* start EXERCISE DATA *

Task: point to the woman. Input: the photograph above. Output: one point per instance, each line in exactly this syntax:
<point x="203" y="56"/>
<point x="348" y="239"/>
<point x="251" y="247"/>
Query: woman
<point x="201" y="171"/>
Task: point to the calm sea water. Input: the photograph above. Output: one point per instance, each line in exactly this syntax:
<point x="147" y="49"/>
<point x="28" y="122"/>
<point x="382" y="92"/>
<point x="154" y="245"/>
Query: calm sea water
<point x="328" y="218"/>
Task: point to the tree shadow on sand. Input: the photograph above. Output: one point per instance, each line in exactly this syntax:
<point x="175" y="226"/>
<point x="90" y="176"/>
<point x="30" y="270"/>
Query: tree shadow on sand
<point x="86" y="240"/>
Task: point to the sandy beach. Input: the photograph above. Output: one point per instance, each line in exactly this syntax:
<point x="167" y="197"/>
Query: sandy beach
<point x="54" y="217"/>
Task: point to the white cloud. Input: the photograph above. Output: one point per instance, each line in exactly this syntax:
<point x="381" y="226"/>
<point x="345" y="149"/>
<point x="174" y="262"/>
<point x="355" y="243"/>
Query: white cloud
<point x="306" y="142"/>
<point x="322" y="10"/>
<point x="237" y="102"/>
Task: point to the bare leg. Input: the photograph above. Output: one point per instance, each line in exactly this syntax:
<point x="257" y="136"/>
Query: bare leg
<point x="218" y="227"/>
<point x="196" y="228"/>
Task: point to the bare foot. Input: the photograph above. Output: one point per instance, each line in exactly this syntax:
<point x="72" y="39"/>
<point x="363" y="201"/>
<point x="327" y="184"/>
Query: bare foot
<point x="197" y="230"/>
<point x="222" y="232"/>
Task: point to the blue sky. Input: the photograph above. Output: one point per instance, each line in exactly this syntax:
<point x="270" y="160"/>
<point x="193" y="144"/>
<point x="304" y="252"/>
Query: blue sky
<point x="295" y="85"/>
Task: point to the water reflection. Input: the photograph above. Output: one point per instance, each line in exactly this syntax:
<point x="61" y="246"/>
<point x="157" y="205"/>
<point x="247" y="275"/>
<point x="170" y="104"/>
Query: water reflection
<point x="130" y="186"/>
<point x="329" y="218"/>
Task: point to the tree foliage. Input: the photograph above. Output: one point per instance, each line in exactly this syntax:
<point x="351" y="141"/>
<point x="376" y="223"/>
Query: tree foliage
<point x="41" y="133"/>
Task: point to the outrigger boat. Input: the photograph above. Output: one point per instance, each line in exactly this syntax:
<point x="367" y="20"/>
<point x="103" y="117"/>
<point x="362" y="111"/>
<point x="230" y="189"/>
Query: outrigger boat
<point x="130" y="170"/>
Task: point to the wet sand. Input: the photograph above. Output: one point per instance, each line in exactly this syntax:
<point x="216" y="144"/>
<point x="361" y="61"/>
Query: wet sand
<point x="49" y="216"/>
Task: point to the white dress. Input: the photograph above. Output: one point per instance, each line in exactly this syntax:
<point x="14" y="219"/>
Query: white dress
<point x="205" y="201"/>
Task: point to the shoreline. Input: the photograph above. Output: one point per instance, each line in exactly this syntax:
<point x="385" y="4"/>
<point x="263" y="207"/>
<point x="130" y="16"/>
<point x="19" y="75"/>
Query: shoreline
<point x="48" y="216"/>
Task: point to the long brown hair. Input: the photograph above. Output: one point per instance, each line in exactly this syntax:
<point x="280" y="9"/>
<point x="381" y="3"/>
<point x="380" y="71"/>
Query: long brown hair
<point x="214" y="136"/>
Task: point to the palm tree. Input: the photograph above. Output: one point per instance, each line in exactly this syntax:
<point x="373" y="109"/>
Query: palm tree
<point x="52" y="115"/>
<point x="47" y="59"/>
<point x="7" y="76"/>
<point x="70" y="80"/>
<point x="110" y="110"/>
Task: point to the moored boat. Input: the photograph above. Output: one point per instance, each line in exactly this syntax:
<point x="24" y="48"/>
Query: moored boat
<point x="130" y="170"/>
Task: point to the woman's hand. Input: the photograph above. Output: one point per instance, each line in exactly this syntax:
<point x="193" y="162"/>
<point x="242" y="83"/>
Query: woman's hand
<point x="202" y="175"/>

* end EXERCISE DATA *

_CHALLENGE_: Switch "photograph" to "image" everywhere in the lines above. Write all the lines out again, leaving everything else the same.

_TASK OUTPUT_:
Task: point to the woman. Input: the image above. Output: one point per instance, each line in exactly this syntax:
<point x="203" y="56"/>
<point x="348" y="239"/>
<point x="251" y="247"/>
Query: woman
<point x="201" y="171"/>
Task: point to the calm sea water. Input: the image above. Output: one point per instance, each line in exactly this syntax:
<point x="147" y="49"/>
<point x="28" y="122"/>
<point x="382" y="92"/>
<point x="154" y="245"/>
Query: calm sea water
<point x="328" y="218"/>
Task: point to the tree shadow on sand. Input: the image above. Output: one point per instance, each line in exactly this syntax:
<point x="175" y="226"/>
<point x="90" y="176"/>
<point x="30" y="270"/>
Query: tree shadow on sand
<point x="86" y="240"/>
Task: point to the sandy beach. Input: the image above. Output: one point per instance, each line in exactly this syntax:
<point x="167" y="197"/>
Query: sandy beach
<point x="54" y="217"/>
Task: point to the white cloud. Input: the image above. Output: one point per instance, each line in exactly this syntax:
<point x="381" y="226"/>
<point x="345" y="149"/>
<point x="174" y="262"/>
<point x="355" y="243"/>
Query: white cloud
<point x="306" y="142"/>
<point x="322" y="10"/>
<point x="237" y="102"/>
Task: point to the bare leg. Input: the image above. Output: one point per instance, each line in exactly this syntax:
<point x="257" y="136"/>
Query: bare leg
<point x="218" y="227"/>
<point x="196" y="228"/>
Task: point to the bare foot. Input: the image above. Output: one point per instance, each line in exactly this syntax:
<point x="72" y="39"/>
<point x="363" y="201"/>
<point x="327" y="184"/>
Query: bare foot
<point x="197" y="230"/>
<point x="222" y="232"/>
Task: point to the blue sky. Input: the image above. Output: one point per instance, each line in exactly this syntax:
<point x="270" y="160"/>
<point x="193" y="144"/>
<point x="304" y="252"/>
Query: blue sky
<point x="295" y="85"/>
Task: point to the water reflection. Input: the image above. Output: one point per instance, each line in exactly this syntax:
<point x="61" y="246"/>
<point x="157" y="205"/>
<point x="247" y="275"/>
<point x="170" y="104"/>
Query: water reflection
<point x="130" y="186"/>
<point x="329" y="218"/>
Task: point to the tree foliage. Input: the image above. Output: one point per instance, each line in exactly this syntax:
<point x="351" y="141"/>
<point x="376" y="223"/>
Query: tree foliage
<point x="41" y="133"/>
Task: point to the outrigger boat. Input: the image above. Output: one point per instance, each line in exactly this syntax:
<point x="367" y="20"/>
<point x="103" y="117"/>
<point x="362" y="111"/>
<point x="230" y="189"/>
Query: outrigger boat
<point x="130" y="170"/>
Task: point to the wet sand. Input: the image above. Output: one point per instance, each line in exactly this syntax:
<point x="216" y="144"/>
<point x="361" y="61"/>
Query: wet sand
<point x="49" y="216"/>
Task: point to the white dress. Input: the image above. Output: one point per instance, each line in exactly this syntax:
<point x="14" y="219"/>
Query: white dress
<point x="205" y="201"/>
Task: point to the shoreline. Input: the image above. Output: one point per instance, each line in exactly this syntax:
<point x="385" y="4"/>
<point x="263" y="207"/>
<point x="130" y="16"/>
<point x="19" y="75"/>
Query: shoreline
<point x="48" y="216"/>
Task: point to the long brown hair. Input: the image above. Output: one point per instance, each line in exactly this syntax:
<point x="280" y="9"/>
<point x="381" y="3"/>
<point x="380" y="71"/>
Query: long brown hair
<point x="214" y="136"/>
Task: point to the palm tree. Input: the image above. Output: one point per instance, each line in exactly this syntax:
<point x="373" y="109"/>
Query: palm tree
<point x="52" y="115"/>
<point x="47" y="59"/>
<point x="7" y="76"/>
<point x="70" y="80"/>
<point x="110" y="110"/>
Task: point to the moored boat. Input: the image above. Output: one point per instance, each line in exactly this syntax:
<point x="24" y="48"/>
Query: moored boat
<point x="130" y="170"/>
Task: point to the woman's hand. Input: the image above. Output: one point per instance, each line in exactly this syntax:
<point x="193" y="162"/>
<point x="242" y="83"/>
Query: woman's hand
<point x="202" y="175"/>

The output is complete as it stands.